▸ **TEXTO DE PARTIDA**
========================================================================
Por vezes precisamos de tempo e espaço para atingirmos o distanciamento necessário dos factos para sobre eles podermos falar.
– És um homem com muito mundo! dizia-nos, há tempos, um amigo de longa data.
Como ele, muitos outros já usaram estas palavras para se referirem a nós, querendo com isso – presumimos – dizer qualquer coisa que nunca entendemos bem o quê. Nem sequer cuidamos de saber se se trata de uma tentativa de elogio ou de um registo cadastral. Pouco interessa para o caso, até porque somos dos que pensam, há muito, que nada do que nos acontece é importante. Seja por acontecer só connosco e, por isso, interessar pouco aos outros, seja por acontecer a todos e, bastaria isso, para ter pouco interesse particular.
========================================================================
[Dados de ancoragem de objetos em linguagem natural]

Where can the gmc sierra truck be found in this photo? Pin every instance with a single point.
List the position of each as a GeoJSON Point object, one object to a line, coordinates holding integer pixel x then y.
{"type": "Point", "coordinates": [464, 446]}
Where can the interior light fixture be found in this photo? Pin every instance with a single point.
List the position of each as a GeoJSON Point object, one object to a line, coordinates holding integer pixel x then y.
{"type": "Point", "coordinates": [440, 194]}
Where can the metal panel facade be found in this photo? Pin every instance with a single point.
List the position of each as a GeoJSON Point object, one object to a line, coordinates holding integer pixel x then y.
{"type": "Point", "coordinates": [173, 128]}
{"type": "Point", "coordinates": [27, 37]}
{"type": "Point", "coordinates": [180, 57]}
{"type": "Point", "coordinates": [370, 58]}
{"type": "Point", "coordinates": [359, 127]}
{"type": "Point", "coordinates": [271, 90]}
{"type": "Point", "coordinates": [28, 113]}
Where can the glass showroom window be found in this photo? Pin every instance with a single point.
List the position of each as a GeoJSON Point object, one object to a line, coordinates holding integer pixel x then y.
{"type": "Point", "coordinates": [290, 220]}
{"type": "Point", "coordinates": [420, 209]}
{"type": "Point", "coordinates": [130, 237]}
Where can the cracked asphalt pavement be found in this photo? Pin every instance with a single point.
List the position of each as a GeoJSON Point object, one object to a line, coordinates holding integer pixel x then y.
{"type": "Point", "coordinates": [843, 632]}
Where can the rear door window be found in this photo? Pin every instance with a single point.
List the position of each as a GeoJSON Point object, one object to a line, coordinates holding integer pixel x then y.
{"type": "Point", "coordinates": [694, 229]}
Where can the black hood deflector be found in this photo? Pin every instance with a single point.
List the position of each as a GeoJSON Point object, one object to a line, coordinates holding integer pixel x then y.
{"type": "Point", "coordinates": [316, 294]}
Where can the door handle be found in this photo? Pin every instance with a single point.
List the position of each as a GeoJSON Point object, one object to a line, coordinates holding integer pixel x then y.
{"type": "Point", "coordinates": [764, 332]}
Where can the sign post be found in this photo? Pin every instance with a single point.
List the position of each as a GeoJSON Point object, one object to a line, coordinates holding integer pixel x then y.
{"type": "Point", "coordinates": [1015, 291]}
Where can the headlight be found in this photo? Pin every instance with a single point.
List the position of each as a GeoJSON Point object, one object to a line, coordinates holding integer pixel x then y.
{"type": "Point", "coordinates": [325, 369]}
========================================================================
▸ **EXERCÍCIOS A RESOLVER**
**A.** Responda a estas perguntas sobre o texto acerca do homem com muito mundo:
(i) De que precisamos, por vezes, para atingir o distanciamento necessário dos factos?
(ii) Quem disse «És um homem com muito mundo!»?
(iii) O que pensam há muito os que falam no texto sobre o que lhes acontece?
**B.** Prossiga o texto acerca do homem com muito mundo a partir da última frase apresentada.
As entradas não têm qualquer papel neste exercício.

▸ **LISTA DE RESPOSTAS**
**A.**
(i) De tempo e espaço.
(ii) Um amigo de longa data.
(iii) Que nada do que lhes acontece é importante.

**B.**
Contudo, confessamos que, não raras vezes, olhamos para a expressão como o reconhecimento de uma vida que nos privilegiou com a possibilidade de conhecer e de privar com as pessoas que mais despertaram a nossa curiosidade e admiração. Fosse pela curiosidade banal que nos caracteriza, pela satisfação intelectual, pela descoberta do outro, pela admiração ou por esta vontade indomável que nos chega da certeza de que temos sempre muito a aprender com os outros.
Não é este o momento nem o assunto da crónica. Pelo menos, diretamente.
Esta pandemia fragiliza-nos. Mais ainda quando perdemos os que nos privilegiaram com a sua amizade, que nos acompanharam e confiaram em nós incondicionalmente, dos que acreditaram sempre em nós e nas nossas capacidades e até dos que muitas vezes discordaram de nós, mas nos deram a possibilidade de nos e de os ouvir.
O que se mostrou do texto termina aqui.